_EXERCISE INSTRUCTIONS_: Write out the material from its first line through the line containing "[[444, 386, 536, 478], [164, 406, 222, 517]]", both ends included and requests kept, with every bounding box coordinate in the answers shifted up by 136.

_MATERIAL_:

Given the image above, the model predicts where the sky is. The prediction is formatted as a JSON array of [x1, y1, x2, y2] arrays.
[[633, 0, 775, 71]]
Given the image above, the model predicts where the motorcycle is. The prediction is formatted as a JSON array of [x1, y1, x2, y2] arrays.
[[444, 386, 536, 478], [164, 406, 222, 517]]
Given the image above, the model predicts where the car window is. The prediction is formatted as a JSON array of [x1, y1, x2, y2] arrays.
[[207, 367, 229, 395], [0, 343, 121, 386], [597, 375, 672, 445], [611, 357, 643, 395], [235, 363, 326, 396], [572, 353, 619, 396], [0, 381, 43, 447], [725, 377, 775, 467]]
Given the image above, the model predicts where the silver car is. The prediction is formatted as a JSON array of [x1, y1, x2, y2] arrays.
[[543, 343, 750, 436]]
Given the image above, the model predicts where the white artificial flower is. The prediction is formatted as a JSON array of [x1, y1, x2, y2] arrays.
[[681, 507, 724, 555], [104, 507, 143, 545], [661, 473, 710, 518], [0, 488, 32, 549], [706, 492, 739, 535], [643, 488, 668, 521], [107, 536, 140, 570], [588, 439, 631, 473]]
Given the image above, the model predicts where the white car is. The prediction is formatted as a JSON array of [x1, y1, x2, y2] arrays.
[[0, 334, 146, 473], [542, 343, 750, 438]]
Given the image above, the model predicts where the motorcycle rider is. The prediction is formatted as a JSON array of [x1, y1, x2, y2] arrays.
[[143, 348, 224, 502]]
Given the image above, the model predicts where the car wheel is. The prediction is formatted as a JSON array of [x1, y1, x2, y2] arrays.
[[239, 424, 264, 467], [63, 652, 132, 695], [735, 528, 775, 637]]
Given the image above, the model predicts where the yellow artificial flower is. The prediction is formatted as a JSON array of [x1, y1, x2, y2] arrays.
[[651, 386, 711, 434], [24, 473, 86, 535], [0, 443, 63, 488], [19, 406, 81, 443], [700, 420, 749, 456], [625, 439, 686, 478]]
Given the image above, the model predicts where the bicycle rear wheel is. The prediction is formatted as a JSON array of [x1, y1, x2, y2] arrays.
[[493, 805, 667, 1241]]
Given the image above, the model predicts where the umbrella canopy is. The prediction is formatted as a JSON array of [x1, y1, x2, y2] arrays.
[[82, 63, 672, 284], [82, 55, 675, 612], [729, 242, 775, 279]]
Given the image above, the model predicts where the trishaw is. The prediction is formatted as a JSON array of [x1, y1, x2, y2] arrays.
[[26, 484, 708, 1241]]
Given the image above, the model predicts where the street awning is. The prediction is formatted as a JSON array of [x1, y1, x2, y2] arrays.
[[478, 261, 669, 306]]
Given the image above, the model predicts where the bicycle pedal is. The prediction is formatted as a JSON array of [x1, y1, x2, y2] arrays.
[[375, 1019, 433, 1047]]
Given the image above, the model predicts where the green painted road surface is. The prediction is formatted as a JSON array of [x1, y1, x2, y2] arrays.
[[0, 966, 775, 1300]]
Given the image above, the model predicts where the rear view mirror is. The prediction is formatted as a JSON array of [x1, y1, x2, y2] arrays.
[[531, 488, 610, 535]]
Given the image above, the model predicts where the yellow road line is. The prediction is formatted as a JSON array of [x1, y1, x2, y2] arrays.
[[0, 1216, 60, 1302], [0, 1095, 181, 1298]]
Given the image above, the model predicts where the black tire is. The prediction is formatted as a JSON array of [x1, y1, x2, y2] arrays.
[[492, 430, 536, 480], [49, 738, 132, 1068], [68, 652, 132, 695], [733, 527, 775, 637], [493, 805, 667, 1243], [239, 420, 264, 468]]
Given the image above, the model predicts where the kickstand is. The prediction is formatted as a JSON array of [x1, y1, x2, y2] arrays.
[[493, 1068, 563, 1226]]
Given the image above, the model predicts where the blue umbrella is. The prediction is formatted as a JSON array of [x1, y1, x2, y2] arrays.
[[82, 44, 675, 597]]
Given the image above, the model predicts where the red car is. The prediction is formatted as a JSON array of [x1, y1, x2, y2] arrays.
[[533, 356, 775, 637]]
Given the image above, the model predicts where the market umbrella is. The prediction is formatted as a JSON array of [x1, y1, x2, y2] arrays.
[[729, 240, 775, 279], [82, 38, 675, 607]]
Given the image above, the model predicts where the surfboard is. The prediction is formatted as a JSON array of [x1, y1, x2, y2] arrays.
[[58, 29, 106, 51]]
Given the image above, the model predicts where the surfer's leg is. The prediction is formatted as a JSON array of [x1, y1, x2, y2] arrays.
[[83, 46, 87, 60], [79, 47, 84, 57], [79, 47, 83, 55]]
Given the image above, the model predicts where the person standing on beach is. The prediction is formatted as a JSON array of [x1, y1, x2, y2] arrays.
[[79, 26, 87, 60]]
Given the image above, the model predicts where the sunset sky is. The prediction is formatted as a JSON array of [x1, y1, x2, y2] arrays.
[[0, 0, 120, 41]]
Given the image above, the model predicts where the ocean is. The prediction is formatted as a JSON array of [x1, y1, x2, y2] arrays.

_WRITTEN SOLUTION_:
Given the image above, the model predicts where the sky is. The prediction is formatted as a JSON array of [x1, y1, x2, y2] arrays.
[[769, 136, 911, 207]]
Given the image above, the model predicts where the motorcycle is. The prediction is formatted as a JSON array of [x1, y1, x2, y2] arrays.
[[580, 522, 672, 614], [300, 542, 358, 653]]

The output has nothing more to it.